# Extrait choisi:
------------------------------------------------------------

Ce n’est pas un zodiaque de salon : c’est une roue de lecture. Et la roue est faite pour tourner dans l’esprit.

Planisphère, détail

« Planisphère iconologique des signes et de leurs décans » : la clé des 36

Le titre est capital : Planisphère iconologique des signes et de leurs décans, « sphère à figures des Égyptiens, des Perses, des Indiens et des Barbares ». Alexandre Lenoir revendique une iconologie comparée : les images sont des langues, et les peuples anciens ont écrit leurs mystères dans le ciel.

Or, les décans sont 36 (3 par signe). Et dans ton premier extrait, Alexandre Lenoir dresse précisément les 36 constellations extrazodiacales chez divers peuples. La planche prend alors un relief décisif : elle n’est pas un simple catalogue, elle vise une structure universelle à 36 degrés, une charpente immémoriale qu’Alexandre Lenoir veut faire remonter à l’Égypte et diffuser ensuite vers la Grèce, l’Arabie savante, l’hébreu, et jusqu’aux systèmes symboliques modernes.

Planisphère, détail

Autrement dit : le nombre travaille. Et le nombre, en ésotérisme occidental, n’est jamais innocent : il ordonne, il hiérarchise, il scande l’accès.

La couronne des sept : l’ordre planétaire comme « rituel » du ciel

Autour du cercle, on lit la série des sept astres traditionnels (Lune, Mercure, Vénus, Soleil, Mars, Jupiter, Saturne), associée à des numéros (1, 2, 3). L’effet n’est pas décoratif : c’est une manière de dire que les décans ne sont pas seulement des divisions du signe, mais des régimes, des « gouvernances » successives.

On entre ici dans l’ancienne logique du monde : le ciel n’est pas une carte, c’est une administration sacrée. Chaque portion du temps et de l’espace dépend d’une influence, d’un génie, d’une vertu – ce que la tradition nomme tour à tour : planètes, anges, intelligences, principes.

Les « septénaires » : la grande couture des correspondances

Le tableau intitulé « Septénaires relatifs au système hiéro-astronomique, physique, cabalistique… » est une charnière. Alexandre Lenoir y aligne, pour les sept planètes, une série de correspondances : jours, influences, signes, noms, caractères, hiéroglyphes, listes qui passent du religieux au médical, du mythologique au talismanique.

------------------------------------------------------------

# Extraits de données:

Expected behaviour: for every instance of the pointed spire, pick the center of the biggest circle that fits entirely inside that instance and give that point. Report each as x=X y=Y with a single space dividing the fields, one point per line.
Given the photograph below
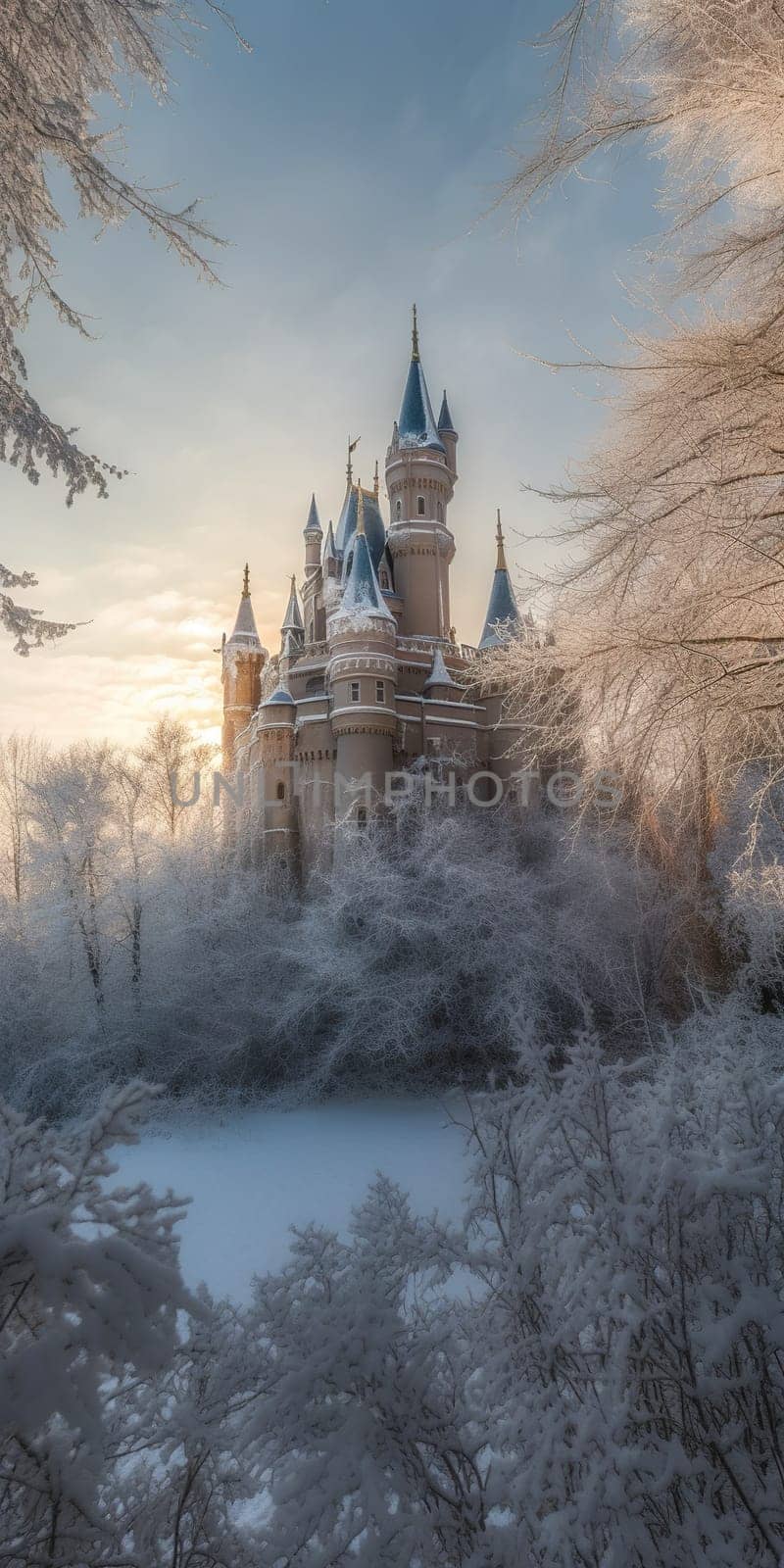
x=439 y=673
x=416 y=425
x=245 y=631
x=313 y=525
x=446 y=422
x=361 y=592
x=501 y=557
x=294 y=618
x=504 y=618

------------------------------------------------------------

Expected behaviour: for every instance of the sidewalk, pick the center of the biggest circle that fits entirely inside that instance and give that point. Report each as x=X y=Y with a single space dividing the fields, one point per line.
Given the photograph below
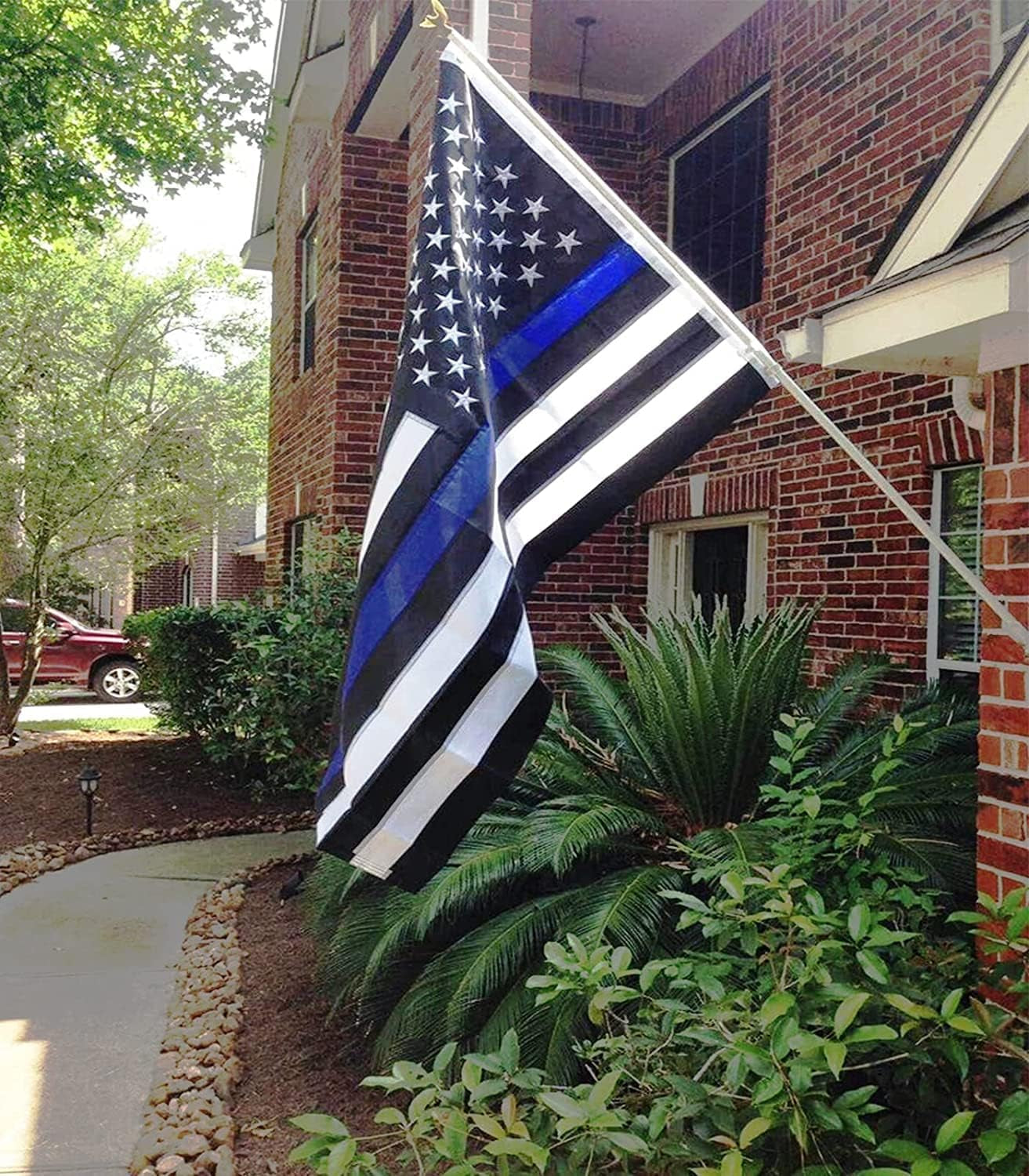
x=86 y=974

------------------------------------------------------------

# Activité 1:
Recopiez sans modification le passage de l'extrait choisi qui s'ouvre sur les mots « Le titre est » et se termine par « systèmes symboliques modernes. ».
# Activité 2:
Répondez brièvement, d'après l'extrait choisi :
(a) Combien de décans compte chaque signe, et combien en compte-t-on au total ?
(b) Quels sont les sept astres traditionnels dont on lit la série autour du cercle ?
(c) Quelles correspondances Alexandre Lenoir aligne-t-il pour les sept planètes dans le tableau des « Septénaires » ?

# Réponse rédigée 1:
Le titre est capital : Planisphère iconologique des signes et de leurs décans, « sphère à figures des Égyptiens, des Perses, des Indiens et des Barbares ». Alexandre Lenoir revendique une iconologie comparée : les images sont des langues, et les peuples anciens ont écrit leurs mystères dans le ciel.

Or, les décans sont 36 (3 par signe). Et dans ton premier extrait, Alexandre Lenoir dresse précisément les 36 constellations extrazodiacales chez divers peuples. La planche prend alors un relief décisif : elle n’est pas un simple catalogue, elle vise une structure universelle à 36 degrés, une charpente immémoriale qu’Alexandre Lenoir veut faire remonter à l’Égypte et diffuser ensuite vers la Grèce, l’Arabie savante, l’hébreu, et jusqu’aux systèmes symboliques modernes.

# Réponse rédigée 2:
(a) Chaque signe compte 3 décans, soit 36 au total.
(b) La Lune, Mercure, Vénus, le Soleil, Mars, Jupiter et Saturne.
(c) Les jours, les influences, les signes, les noms, les caractères et les hiéroglyphes.